◆ Text:
--- Begin ---
Let’s look briefly at some of the things this would change.
1. There would be no “Heidegger’s politics” issue. Though one or two students report having been surprised to hear Heidegger voice pro-Nazi sympathies in the late 1920’s, those reports are not widely known even now. If not for the Rectorate period under Hitler, they might be altogether unknown, or if known then excused as some sort of casual reaction against Weimar that would never have continued as the Nazis rose to power.
Statements like this would become possible: “Unfortunately, Heidegger was no longer alive to make an undoubtedly loyal defense of his honored mentor Husserl…”
So, the political problems would be largely missing. What about the rest of the picture?
2. Under this scenario, Heidegger’s recent work would have been among his most interesting. “What is Metaphysics?” and “On the Essence of Ground” are extremely important works (though the latter is less widely read).
The 1929/30 lecture course, Fundamental Concepts of Metaphysics: World, Finitude, Solitude, would have been a tantalizing note on which to disappear. This is well known as Heidegger’s “sexiest” course… The analysis of the three forms of boredom is superb, the most literarily skilled treatment of any mood that we find in Heidegger.
--- End ---
◆ Extracted data:
--- Begin ---
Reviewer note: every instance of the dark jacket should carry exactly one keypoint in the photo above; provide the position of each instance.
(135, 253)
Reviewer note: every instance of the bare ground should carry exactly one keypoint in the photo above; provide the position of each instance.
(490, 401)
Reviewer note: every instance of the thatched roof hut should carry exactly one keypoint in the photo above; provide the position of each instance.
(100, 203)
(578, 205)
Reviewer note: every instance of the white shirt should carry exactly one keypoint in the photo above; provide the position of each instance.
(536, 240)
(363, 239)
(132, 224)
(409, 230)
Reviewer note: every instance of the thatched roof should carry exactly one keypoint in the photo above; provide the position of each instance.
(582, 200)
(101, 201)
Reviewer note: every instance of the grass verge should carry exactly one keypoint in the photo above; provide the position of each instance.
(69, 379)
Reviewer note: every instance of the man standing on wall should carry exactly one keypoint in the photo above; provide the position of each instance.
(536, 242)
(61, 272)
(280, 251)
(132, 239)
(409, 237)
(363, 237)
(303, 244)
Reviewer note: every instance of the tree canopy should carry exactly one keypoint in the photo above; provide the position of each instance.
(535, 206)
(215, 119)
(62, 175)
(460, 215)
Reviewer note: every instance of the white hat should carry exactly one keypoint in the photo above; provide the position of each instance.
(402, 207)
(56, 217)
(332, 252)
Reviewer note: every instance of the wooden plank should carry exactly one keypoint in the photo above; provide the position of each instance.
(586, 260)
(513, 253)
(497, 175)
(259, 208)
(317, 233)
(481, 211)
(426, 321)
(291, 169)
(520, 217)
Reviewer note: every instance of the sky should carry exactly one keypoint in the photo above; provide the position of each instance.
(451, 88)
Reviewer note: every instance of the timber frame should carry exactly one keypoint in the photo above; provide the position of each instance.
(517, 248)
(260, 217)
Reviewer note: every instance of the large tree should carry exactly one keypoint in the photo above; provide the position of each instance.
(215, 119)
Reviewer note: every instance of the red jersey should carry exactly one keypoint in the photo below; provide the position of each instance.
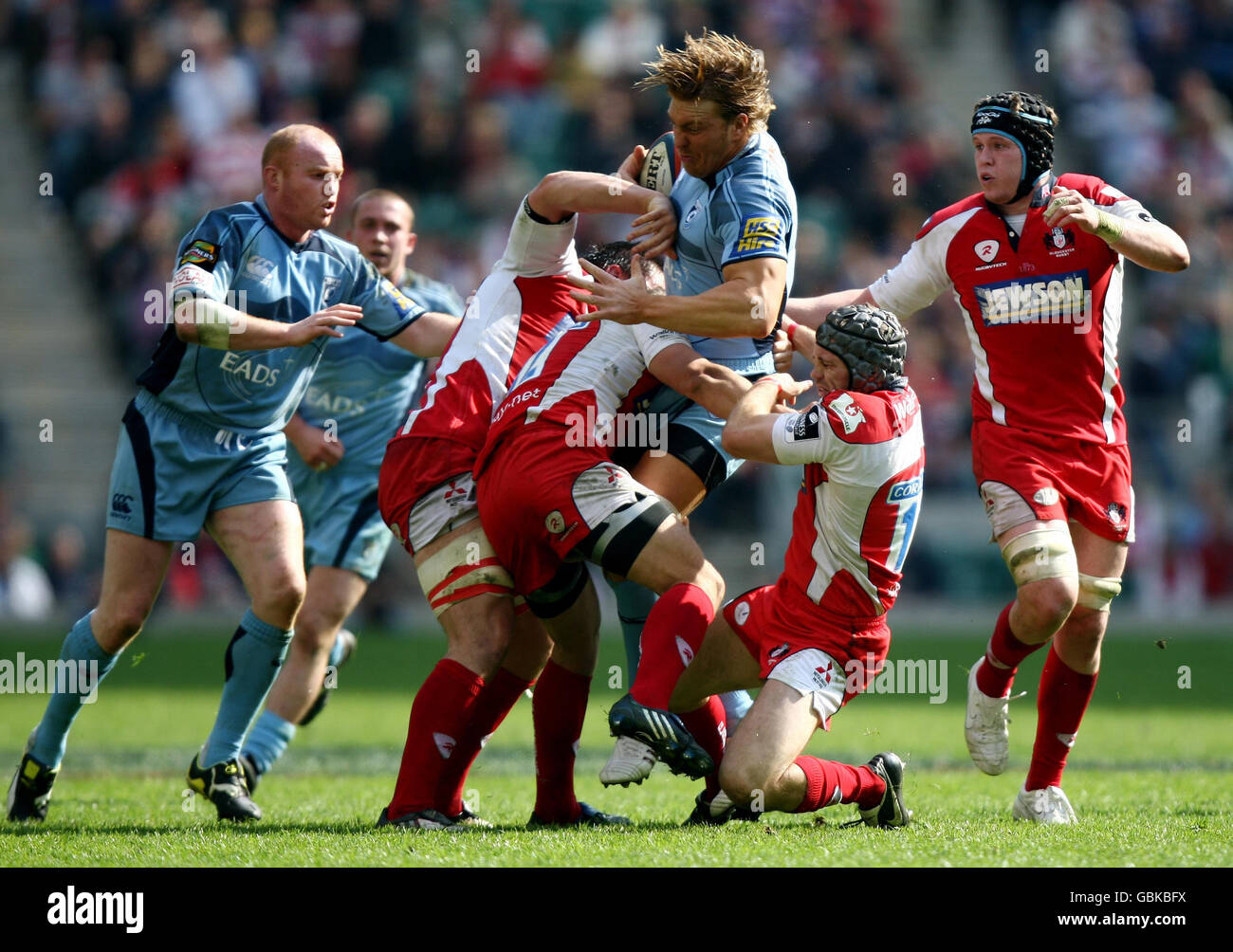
(1042, 308)
(859, 500)
(523, 301)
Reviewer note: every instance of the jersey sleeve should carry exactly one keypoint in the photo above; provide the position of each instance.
(801, 438)
(206, 259)
(755, 221)
(541, 249)
(387, 311)
(917, 279)
(653, 339)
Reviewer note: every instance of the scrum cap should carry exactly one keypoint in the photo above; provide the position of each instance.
(1027, 121)
(871, 341)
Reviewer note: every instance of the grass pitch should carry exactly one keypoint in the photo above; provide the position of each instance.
(1150, 776)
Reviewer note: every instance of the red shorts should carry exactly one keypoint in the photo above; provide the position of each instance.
(1024, 476)
(539, 500)
(777, 622)
(426, 488)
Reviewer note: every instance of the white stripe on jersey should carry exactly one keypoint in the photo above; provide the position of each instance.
(1113, 324)
(981, 366)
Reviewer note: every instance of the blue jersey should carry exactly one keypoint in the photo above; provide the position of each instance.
(365, 386)
(237, 257)
(746, 210)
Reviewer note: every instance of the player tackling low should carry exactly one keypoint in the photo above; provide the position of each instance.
(819, 635)
(1035, 262)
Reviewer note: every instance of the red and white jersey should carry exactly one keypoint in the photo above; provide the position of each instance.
(521, 303)
(864, 472)
(586, 380)
(1043, 310)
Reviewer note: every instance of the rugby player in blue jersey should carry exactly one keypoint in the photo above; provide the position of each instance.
(735, 255)
(358, 398)
(257, 294)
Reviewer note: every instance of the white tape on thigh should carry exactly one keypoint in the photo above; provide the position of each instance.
(1096, 592)
(1040, 554)
(465, 566)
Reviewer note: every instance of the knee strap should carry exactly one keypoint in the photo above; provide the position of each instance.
(1040, 554)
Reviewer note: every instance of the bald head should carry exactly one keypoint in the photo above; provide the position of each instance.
(301, 168)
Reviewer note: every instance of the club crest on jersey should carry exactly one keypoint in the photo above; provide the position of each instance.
(1059, 238)
(850, 414)
(986, 249)
(258, 267)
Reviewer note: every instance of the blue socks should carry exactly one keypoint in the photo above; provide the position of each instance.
(251, 663)
(66, 700)
(267, 739)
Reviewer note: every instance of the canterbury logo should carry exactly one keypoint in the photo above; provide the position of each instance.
(445, 743)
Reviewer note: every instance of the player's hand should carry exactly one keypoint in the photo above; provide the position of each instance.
(1068, 208)
(656, 229)
(323, 323)
(633, 164)
(612, 298)
(319, 448)
(782, 350)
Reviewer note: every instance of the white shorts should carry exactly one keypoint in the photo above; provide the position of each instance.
(818, 675)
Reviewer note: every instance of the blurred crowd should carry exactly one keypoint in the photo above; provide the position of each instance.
(152, 112)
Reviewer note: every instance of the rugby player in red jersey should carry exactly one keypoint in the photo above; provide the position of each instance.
(427, 497)
(1036, 263)
(819, 635)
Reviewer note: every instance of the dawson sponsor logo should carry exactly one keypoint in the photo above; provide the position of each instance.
(72, 907)
(35, 676)
(1063, 299)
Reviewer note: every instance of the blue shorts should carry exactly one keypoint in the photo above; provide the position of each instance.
(694, 435)
(343, 524)
(173, 470)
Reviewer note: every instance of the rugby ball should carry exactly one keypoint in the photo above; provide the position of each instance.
(661, 165)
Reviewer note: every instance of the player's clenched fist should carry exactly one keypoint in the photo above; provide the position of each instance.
(323, 323)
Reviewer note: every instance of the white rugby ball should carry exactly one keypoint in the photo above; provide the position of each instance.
(661, 165)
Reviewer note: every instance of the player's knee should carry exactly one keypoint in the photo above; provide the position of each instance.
(743, 779)
(1046, 604)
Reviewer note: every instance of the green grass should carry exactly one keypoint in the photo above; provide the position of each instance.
(1150, 776)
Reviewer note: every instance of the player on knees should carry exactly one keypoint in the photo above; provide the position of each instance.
(496, 648)
(550, 495)
(1036, 263)
(257, 288)
(817, 636)
(357, 400)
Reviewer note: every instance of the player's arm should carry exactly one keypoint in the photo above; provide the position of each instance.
(315, 446)
(211, 323)
(428, 335)
(751, 425)
(812, 311)
(746, 304)
(561, 193)
(1147, 242)
(710, 385)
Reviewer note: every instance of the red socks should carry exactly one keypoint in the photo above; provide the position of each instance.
(558, 712)
(993, 681)
(710, 730)
(829, 782)
(494, 702)
(671, 638)
(1064, 697)
(439, 718)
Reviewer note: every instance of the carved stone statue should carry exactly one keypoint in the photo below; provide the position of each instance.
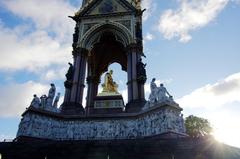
(43, 101)
(109, 85)
(141, 71)
(55, 103)
(162, 94)
(36, 101)
(154, 92)
(70, 72)
(51, 94)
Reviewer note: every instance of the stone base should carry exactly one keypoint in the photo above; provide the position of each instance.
(108, 105)
(72, 109)
(155, 121)
(135, 106)
(148, 148)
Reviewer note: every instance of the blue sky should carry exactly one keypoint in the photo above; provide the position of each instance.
(191, 45)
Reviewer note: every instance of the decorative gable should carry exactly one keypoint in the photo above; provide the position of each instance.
(99, 7)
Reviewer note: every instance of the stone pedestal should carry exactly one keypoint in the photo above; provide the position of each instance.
(162, 119)
(108, 105)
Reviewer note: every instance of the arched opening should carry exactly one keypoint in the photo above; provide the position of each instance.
(105, 52)
(119, 76)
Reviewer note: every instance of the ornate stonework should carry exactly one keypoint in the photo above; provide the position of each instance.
(165, 118)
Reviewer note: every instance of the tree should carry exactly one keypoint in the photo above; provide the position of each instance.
(197, 127)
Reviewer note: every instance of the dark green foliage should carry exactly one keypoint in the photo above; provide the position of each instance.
(197, 127)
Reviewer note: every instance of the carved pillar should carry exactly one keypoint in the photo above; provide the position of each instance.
(132, 72)
(136, 97)
(93, 83)
(80, 59)
(74, 88)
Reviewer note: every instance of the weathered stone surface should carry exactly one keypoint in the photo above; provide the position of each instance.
(162, 120)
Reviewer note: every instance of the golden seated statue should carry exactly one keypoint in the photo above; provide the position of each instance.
(109, 86)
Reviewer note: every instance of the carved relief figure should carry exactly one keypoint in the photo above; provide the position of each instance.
(109, 85)
(36, 101)
(162, 94)
(56, 100)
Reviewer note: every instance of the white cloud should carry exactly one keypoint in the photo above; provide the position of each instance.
(215, 95)
(33, 52)
(191, 15)
(150, 7)
(38, 47)
(55, 74)
(149, 37)
(14, 98)
(50, 15)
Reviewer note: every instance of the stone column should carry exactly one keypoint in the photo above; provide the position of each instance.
(92, 82)
(80, 59)
(132, 51)
(136, 97)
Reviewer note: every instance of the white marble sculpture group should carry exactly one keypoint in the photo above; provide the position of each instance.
(150, 124)
(159, 95)
(46, 102)
(162, 120)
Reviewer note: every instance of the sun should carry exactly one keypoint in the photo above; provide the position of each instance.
(227, 133)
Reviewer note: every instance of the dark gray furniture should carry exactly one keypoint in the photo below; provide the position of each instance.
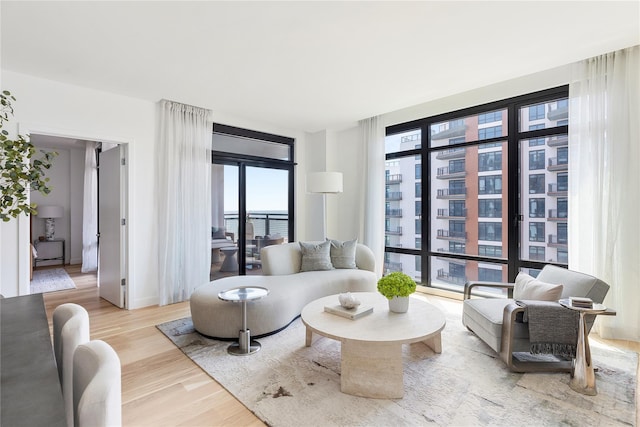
(497, 321)
(30, 394)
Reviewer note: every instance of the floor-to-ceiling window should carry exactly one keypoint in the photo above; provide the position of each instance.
(252, 200)
(480, 193)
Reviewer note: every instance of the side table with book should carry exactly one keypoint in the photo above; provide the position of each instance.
(583, 379)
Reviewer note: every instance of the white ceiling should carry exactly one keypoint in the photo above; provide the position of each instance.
(305, 65)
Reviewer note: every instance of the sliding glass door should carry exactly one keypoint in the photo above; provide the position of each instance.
(252, 200)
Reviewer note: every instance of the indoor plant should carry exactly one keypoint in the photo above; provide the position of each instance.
(20, 172)
(397, 287)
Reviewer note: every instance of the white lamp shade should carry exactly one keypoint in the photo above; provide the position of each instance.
(50, 211)
(324, 182)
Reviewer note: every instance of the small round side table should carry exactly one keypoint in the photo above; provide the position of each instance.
(245, 345)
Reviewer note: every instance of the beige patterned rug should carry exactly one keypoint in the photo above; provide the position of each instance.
(288, 384)
(50, 280)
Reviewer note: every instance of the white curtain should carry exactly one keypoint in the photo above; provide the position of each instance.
(90, 210)
(604, 183)
(372, 180)
(184, 205)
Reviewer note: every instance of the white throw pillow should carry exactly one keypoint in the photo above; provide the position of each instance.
(316, 256)
(343, 254)
(529, 288)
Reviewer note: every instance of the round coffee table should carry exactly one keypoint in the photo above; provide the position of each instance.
(371, 359)
(245, 345)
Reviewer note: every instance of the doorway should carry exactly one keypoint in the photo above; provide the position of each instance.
(66, 251)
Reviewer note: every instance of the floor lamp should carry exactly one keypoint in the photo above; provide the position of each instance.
(324, 183)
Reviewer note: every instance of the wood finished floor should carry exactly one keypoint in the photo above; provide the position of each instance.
(160, 385)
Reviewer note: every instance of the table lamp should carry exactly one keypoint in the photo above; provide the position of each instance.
(50, 213)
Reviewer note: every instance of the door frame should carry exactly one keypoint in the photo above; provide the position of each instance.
(24, 221)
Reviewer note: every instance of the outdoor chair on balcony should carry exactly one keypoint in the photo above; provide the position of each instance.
(499, 321)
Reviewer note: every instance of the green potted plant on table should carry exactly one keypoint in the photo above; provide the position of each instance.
(397, 287)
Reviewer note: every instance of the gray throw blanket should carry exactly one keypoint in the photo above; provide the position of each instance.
(553, 329)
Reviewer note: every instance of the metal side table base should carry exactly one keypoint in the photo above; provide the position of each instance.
(245, 345)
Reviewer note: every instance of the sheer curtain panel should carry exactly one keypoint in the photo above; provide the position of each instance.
(372, 179)
(184, 200)
(604, 148)
(90, 210)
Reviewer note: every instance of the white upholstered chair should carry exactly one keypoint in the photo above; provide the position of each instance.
(97, 393)
(70, 329)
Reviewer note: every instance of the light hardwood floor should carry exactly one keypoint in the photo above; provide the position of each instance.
(160, 385)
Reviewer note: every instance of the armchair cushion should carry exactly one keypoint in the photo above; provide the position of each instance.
(528, 288)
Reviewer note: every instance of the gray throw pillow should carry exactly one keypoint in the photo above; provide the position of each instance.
(343, 254)
(315, 256)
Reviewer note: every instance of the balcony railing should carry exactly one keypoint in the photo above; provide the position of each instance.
(558, 141)
(555, 215)
(558, 113)
(447, 173)
(394, 179)
(396, 231)
(394, 195)
(555, 241)
(264, 223)
(446, 213)
(452, 153)
(555, 164)
(394, 213)
(554, 190)
(452, 235)
(445, 276)
(452, 193)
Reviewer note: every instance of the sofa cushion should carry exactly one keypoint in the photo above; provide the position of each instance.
(316, 256)
(529, 288)
(343, 254)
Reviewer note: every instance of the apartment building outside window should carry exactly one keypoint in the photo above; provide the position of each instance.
(491, 190)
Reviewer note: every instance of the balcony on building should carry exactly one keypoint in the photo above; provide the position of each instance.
(558, 141)
(455, 129)
(393, 196)
(393, 213)
(555, 165)
(447, 214)
(554, 190)
(394, 179)
(393, 231)
(557, 242)
(446, 172)
(457, 236)
(445, 276)
(555, 215)
(452, 153)
(560, 113)
(452, 193)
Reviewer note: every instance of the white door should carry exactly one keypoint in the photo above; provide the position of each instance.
(112, 226)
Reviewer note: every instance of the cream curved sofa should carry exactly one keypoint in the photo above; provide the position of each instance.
(289, 291)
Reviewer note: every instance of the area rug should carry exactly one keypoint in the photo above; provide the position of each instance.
(50, 280)
(288, 384)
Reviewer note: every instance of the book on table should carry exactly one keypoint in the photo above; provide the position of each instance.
(349, 313)
(581, 302)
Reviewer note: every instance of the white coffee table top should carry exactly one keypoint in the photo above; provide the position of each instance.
(421, 321)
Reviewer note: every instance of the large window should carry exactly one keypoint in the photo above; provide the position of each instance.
(494, 181)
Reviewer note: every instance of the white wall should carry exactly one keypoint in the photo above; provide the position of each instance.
(60, 109)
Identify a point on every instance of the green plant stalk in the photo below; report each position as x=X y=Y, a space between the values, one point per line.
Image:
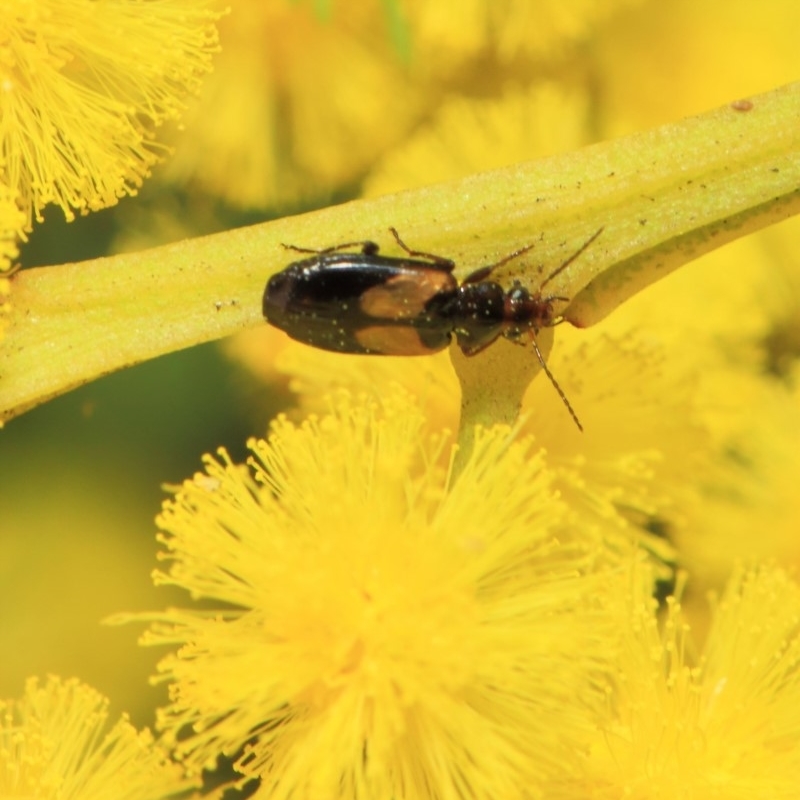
x=662 y=197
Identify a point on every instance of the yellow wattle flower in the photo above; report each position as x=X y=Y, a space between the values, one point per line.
x=83 y=87
x=368 y=629
x=56 y=742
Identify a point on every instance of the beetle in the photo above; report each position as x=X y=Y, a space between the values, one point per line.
x=367 y=303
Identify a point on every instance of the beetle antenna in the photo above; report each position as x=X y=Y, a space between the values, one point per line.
--- End ---
◆ Goal: Transcribe the passage on Heidegger from "So, the political" to "less widely read).". The entries come from a different source than the passage on Heidegger.

◆ The reply:
So, the political problems would be largely missing. What about the rest of the picture?
2. Under this scenario, Heidegger’s recent work would have been among his most interesting. “What is Metaphysics?” and “On the Essence of Ground” are extremely important works (though the latter is less widely read).